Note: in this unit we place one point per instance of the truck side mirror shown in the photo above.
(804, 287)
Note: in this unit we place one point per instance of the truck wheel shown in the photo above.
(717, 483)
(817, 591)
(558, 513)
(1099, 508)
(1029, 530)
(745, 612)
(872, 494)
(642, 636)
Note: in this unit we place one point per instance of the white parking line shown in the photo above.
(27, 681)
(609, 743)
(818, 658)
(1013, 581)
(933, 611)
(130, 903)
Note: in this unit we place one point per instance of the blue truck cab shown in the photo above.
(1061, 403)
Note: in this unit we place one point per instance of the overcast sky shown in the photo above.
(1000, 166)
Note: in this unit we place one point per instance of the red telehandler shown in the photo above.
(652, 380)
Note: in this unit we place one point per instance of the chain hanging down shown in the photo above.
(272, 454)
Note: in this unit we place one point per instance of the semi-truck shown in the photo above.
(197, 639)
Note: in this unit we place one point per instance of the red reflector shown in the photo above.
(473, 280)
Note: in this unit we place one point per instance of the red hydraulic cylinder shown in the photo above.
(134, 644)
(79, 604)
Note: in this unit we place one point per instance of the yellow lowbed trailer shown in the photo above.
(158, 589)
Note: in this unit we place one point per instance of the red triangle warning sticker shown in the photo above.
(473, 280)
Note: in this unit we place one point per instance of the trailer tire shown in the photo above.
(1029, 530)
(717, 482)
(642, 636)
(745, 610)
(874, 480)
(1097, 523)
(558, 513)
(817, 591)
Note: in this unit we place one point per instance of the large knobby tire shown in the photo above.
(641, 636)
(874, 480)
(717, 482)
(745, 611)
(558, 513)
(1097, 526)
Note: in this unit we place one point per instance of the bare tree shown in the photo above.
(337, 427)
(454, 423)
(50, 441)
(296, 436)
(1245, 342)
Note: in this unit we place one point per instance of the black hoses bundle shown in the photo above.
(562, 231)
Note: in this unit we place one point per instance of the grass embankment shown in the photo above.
● ● ● ●
A word-for-word copy of the material is required.

Note: in this unit we place one point per instance of the truck side mirror shown in the photo above.
(804, 287)
Note: in this unit we place one point per instance of the truck wheel shown in the photo above.
(717, 483)
(817, 591)
(558, 513)
(1099, 508)
(1029, 530)
(745, 612)
(872, 494)
(642, 636)
Note: in this unit we place one point per instance of the white parking line shown in the photo above.
(27, 681)
(609, 743)
(818, 658)
(1013, 581)
(933, 611)
(130, 903)
Note: in this unit we place one point per instance of the blue truck cab shown in the photo above.
(1061, 403)
Note: in this unit we place one point per instance of the overcast sky shown in the photo above.
(1000, 166)
Note: in this unit we place one point per instance of the red telehandler shown in the photo above.
(652, 380)
Note: in this unit we place one point per instance of the chain hanging down shown in the photo above.
(272, 454)
Note: in this unit we place one point per instance of the semi-truck shown in the photo above.
(197, 639)
Note: in this unit we place one point per instance of the red reflector shown in the photo above.
(473, 280)
Note: in this unit we place one point per instance of the red hydraulic cylinder shown in the photo above.
(134, 644)
(79, 604)
Note: in this unit we place one point per instance of the yellow lowbed trailer shown in the photo above.
(158, 589)
Note: in this unit we place one point per instance of the red triangle warning sticker shown in the photo above.
(473, 280)
Note: in this unit we place one point per instance of the trailer tire shown in the photo above.
(1029, 530)
(717, 482)
(642, 636)
(745, 610)
(874, 480)
(1097, 523)
(558, 513)
(817, 591)
Note: in this unit we place one point per instance of the large knobby tire shown in the photo above.
(641, 636)
(874, 480)
(717, 482)
(745, 611)
(558, 513)
(1097, 526)
Note: in this unit we place one point per instance of the bare tree shown in the photo above.
(337, 427)
(454, 423)
(50, 441)
(296, 436)
(1245, 342)
Note: in this unit we place one point per instance of the black hoses bundle shown in the photo above.
(562, 231)
Note: in this unit we place one point per instance of the grass embankment shown in the photo above.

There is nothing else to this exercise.